Dataset extract
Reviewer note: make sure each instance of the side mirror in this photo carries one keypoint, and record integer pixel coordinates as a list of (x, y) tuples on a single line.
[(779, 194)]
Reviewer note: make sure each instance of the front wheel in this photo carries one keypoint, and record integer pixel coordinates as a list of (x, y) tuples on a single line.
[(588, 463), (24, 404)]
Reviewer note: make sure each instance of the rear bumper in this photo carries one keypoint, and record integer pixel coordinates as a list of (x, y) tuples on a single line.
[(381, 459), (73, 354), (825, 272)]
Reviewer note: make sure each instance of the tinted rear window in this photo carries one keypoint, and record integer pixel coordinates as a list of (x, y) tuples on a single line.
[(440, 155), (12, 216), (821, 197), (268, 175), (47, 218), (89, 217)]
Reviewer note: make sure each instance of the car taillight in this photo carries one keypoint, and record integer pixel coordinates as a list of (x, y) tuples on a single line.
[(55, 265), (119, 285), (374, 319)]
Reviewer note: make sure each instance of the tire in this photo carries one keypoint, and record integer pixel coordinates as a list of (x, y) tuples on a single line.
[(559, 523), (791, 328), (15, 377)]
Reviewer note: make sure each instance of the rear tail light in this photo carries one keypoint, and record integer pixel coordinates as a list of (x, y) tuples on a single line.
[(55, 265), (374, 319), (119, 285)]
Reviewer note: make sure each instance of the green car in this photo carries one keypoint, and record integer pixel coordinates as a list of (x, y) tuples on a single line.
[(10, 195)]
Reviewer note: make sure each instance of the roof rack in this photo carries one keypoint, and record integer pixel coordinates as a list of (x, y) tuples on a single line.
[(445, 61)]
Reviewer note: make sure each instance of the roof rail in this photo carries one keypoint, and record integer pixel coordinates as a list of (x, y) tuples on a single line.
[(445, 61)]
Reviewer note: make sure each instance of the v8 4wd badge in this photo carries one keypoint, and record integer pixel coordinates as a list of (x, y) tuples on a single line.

What you have to do
Copy every record above word for word, keeping each one on its own line in the same order.

Solution to this problem
Reviewer note: make sure each instance of the side mirror in this photo carries one keypoint, and record integer pixel coordinates as a list of (x, y) tuples on a single line.
[(779, 194)]
Reviewer note: make sure each instance of the front wheel in this photo carries one keypoint, and record integer pixel coordinates as a list of (x, y) tuples on a single line.
[(588, 463), (24, 404)]
Reviewer note: make sure each instance of the rear bumper in this photo carries one keypoint, and record integer pixel coordinates as a list of (x, y) tuples on a single line.
[(381, 459), (73, 354), (825, 272)]
Reviewer note: make sure each instance of the tinted rear window in this photo carries one keypoint, and record integer pixel coordinates as a list of (x, y) tuples on a single line.
[(440, 155), (12, 216), (821, 197), (268, 175), (47, 218), (89, 217)]
Reviewer note: make sure each instance of the car taillight in this photo carries one keypoint, and record integer pixel coordinates as a list of (x, y) tuples on a single line.
[(55, 265), (119, 285), (374, 319)]
Reviewer note: make sure each instance of the tire in this photo carries one keypoint, and record integer pixel coordinates as a list of (x, y) tuples on a single line.
[(559, 523), (791, 328), (15, 377)]
Reviewer note: make sure each instance of the rear tail light in this photo carries one keypoint, and record integer pixel coordinates as a list of (x, y) tuples on a single line.
[(55, 265), (374, 319), (119, 285)]
Reviewer note: make sure each instance of the green car in this photo carries one keypoint, and record integer pixel coordinates as a list of (x, y) tuples on a single line.
[(10, 195)]
Reviewer note: make sure each instance of the roof rack in this photo carries one keypoint, and record integer pixel coordinates as a list of (x, y) tuples on a single line.
[(445, 61)]
Reviewer note: make sure each instance of the roof rail in this photo carries one keypoint, and record integer pixel coordinates as a list of (x, y) tuples on a single line.
[(445, 61)]
Reviewer note: make sure each instance of the v8 4wd badge in this photo carries one keypoint, and record integer pixel coordinates as a list of (x, y) tuples on a single line.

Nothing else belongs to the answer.